## INSTRUCTIONS FOR THE TASK
In the passage below about the Buyan-class corvettes, what is the export variant called?
** start of SELECTION **
The Buyan class (), Russian designations Project 21630 Buyan and Project 21631 Buyan-M, are series of corvettes (small artillery and missile ships in Russian classification) developed by Zelenodolsk Design Bureau for the Russian Navy. Since 2010, all subsequent vessels are being constructed as improved Project 21631 subclass, incorporating greater tonnage, stealth technology and the 3S14 vertical launching system for either Kalibr or Oniks anti-ship cruise missiles, significantly enhancing combat capabilities. The ships are primarily designed for operations within littoral zones to protect Russia's vast coastal areas. Due to the small tonnage, they can operate even within shallow parts of oceans and seas and Russia's extensive inland waterway system. The export variant is known as Project 21632 Tornado.
** end of SELECTION **
** start of INFORMATION SUPPLIED **
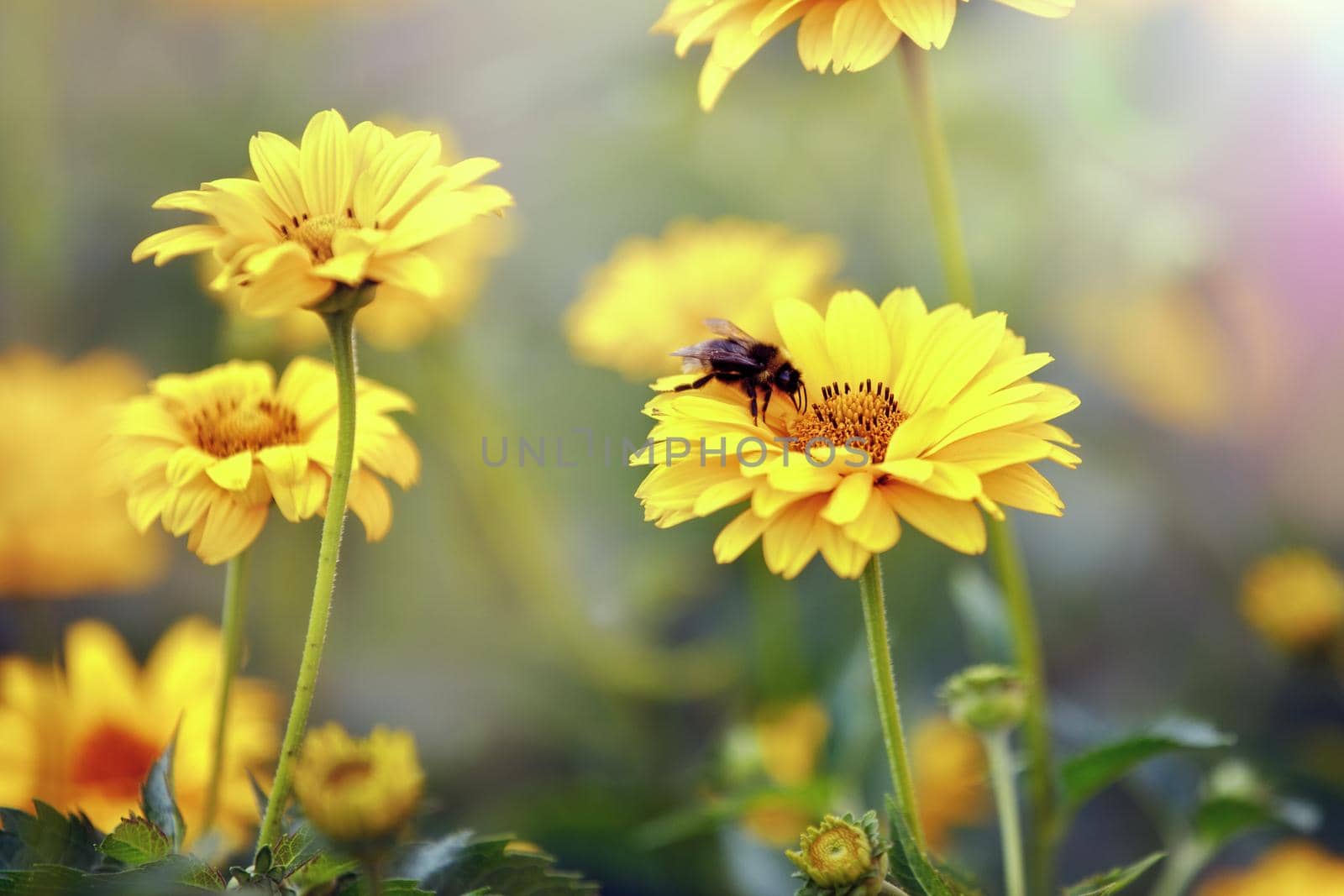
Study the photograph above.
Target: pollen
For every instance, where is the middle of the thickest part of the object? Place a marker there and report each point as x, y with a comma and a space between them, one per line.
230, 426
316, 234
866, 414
** end of INFORMATION SUPPLIED **
** start of INFORMATION SUPPLIED **
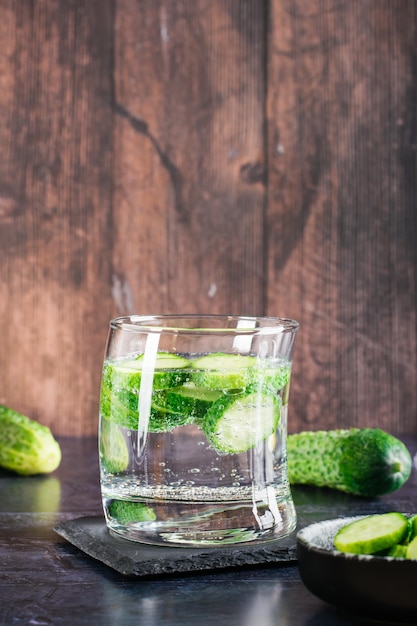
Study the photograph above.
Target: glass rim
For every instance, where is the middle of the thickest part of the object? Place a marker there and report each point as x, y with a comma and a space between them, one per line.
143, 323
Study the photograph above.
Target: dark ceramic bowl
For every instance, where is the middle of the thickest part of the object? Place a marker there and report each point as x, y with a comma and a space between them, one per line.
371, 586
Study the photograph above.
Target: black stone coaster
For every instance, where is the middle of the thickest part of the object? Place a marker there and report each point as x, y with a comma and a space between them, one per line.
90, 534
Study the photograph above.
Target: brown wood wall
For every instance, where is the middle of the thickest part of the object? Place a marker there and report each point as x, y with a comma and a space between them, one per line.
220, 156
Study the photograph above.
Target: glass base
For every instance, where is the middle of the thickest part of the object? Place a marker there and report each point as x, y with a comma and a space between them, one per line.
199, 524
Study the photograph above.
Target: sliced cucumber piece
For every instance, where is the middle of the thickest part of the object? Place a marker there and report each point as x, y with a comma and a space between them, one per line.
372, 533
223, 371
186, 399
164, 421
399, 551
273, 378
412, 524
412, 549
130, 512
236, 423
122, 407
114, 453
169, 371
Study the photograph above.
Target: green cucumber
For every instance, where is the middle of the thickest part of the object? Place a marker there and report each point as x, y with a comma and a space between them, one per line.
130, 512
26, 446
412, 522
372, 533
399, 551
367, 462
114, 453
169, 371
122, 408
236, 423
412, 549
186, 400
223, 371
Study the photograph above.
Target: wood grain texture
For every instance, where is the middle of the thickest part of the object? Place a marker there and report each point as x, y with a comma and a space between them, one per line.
** end of INFORMATION SUPPLIED **
## SOLUTION TO THE EXERCISE
Project 21632 Tornado